任务 =>
1. 根据Spark Job执行流程一文,submitJob()借助什么把Job交给handleJobSubmitted()处理?
2. 从Spark Job执行流程一文中摘出“case JobFailed(exception: Exception)”一直到“Submitted()处理。”为止的全部文字,一字不改。

提取文本 =>
<<<<

Spark Job 详细执行流程(二)

Spark Job执行流程大体如下:用户提交Job后会生成SparkContext对象,SparkContext向Cluster Manager(在Standalone模式下是Spark Master)申请Executor资源,并将Job分解成一系列可并行处理的task,然后将task分发到不同的Executor上运行,Executor在task执行完后将结果返回到SparkContext。

上文中(戳这)详细介绍了Spark申请Executor资源的过程。下面介绍Job从拆分成一系列task到task分发到Executor上运行的过程。整个过程如下图所示。

Job执行流程
  1. DAGScheduler接收用户提交的job
    用户提交Job后,SparkContext通过runJob()调用DAGScheduler的runJob()。在runJob()中,调用submitJob来提交Job,然后等待Job的运行结果。
def runJob[T, U](  
                        rdd: RDD[T],  
                        func: (TaskContext, Iterator[T]) => U,  
                        partitions: Seq[Int],  
                        callSite: CallSite,  
                        allowLocal: Boolean,  
                        resultHandler: (Int, U) => Unit,  
                        properties: Properties): Unit = {  
    val start = System.nanoTime  
    val waiter = submitJob(rdd, func, partitions, callSite, allowLocal, resultHandler, properties)  
    waiter.awaitResult() match {  
        case JobSucceeded =>  
            logInfo("Job %d finished: %s, took %f s".format  
            (waiter.jobId, callSite.shortForm, (System.nanoTime - start) / 1e9))  
        case JobFailed(exception: Exception) =>  
            logInfo("Job %d failed: %s, took %f s".format  
            (waiter.jobId, callSite.shortForm, (System.nanoTime - start) / 1e9))  
            throw exception  
    }  
}  

submitJob()通过eventProcessLoop把Job交给handleJobSubmitted()处理。

def submitJob[T, U](  
                           rdd: RDD[T],  
                           func: (TaskContext, Iterator[T]) => U,  
                           partitions: Seq[Int],  
                           callSite: CallSite,  
                           allowLocal: Boolean,  
                           resultHandler: (Int, U) => Unit,  
                           properties: Properties): JobWaiter[U] = {  
    // Check to make sure we are not launching a task on a partition that does not exist.

>>>>

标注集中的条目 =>
<<<<

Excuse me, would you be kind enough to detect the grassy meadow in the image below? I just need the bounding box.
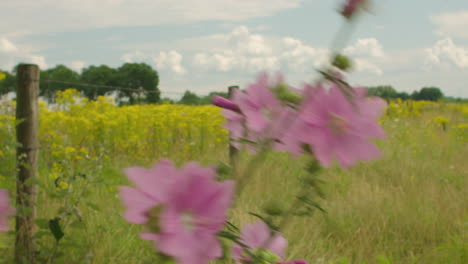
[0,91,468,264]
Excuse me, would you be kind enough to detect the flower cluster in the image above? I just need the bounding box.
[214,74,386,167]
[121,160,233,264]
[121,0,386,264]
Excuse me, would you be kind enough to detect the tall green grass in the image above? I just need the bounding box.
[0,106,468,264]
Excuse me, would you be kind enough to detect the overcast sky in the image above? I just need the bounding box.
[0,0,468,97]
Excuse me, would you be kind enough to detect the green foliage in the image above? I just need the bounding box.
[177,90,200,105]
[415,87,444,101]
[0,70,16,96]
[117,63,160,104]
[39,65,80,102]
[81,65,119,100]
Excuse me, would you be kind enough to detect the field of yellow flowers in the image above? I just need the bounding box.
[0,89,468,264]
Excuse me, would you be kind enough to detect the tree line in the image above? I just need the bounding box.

>>>>

书面回答 =>
1. eventProcessLoop。

2.
case JobFailed(exception: Exception) =>  
            logInfo("Job %d failed: %s, took %f s".format  
            (waiter.jobId, callSite.shortForm, (System.nanoTime - start) / 1e9))  
            throw exception  
    }  
}  

submitJob()通过eventProcessLoop把Job交给handleJobSubmitted()处理。